- [Material for this task]:
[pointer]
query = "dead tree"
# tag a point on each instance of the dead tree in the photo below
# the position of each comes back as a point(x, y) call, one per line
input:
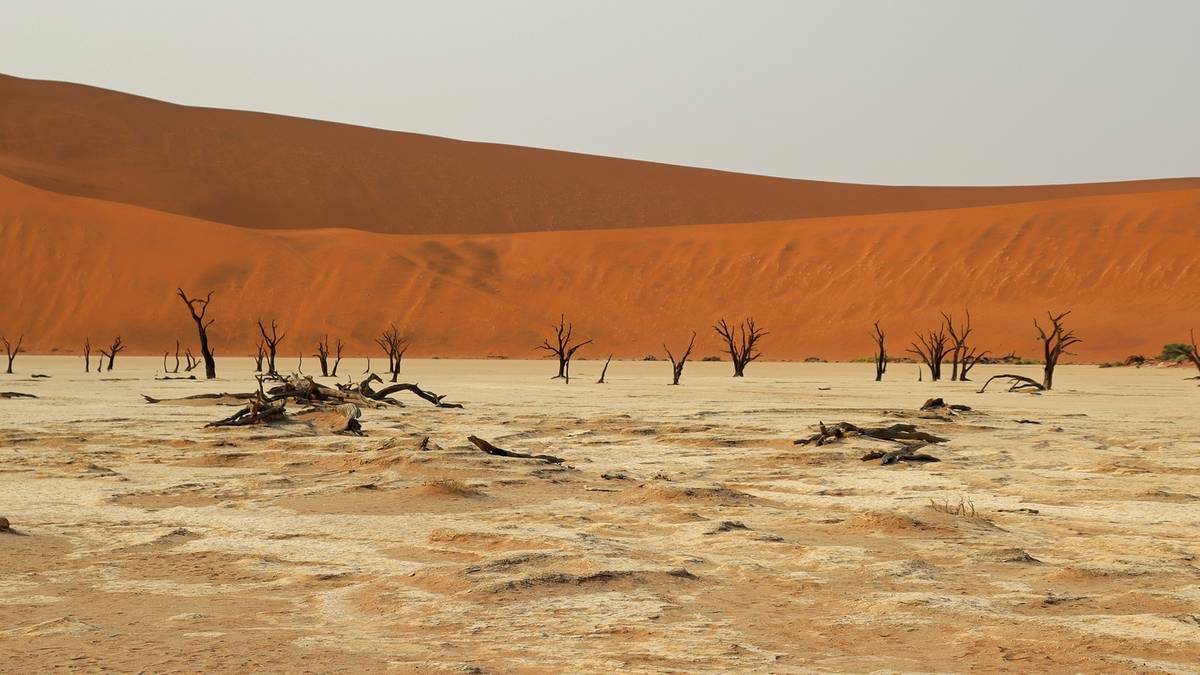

- [To do]:
Arrange the records above as a Markdown table with the columns Row and Line, giving each line its own numbered row and skipping blank lines. Leave the pictures out of the table.

- [Correct result]:
| Row | Line |
|---|---|
| 1 | [pointer] |
| 2 | query = "dead tree" |
| 3 | # tag a point on each instance of the dead tree in the photo below |
| 4 | # the position of each comes back as a point(x, y) call, one per line |
| 5 | input: |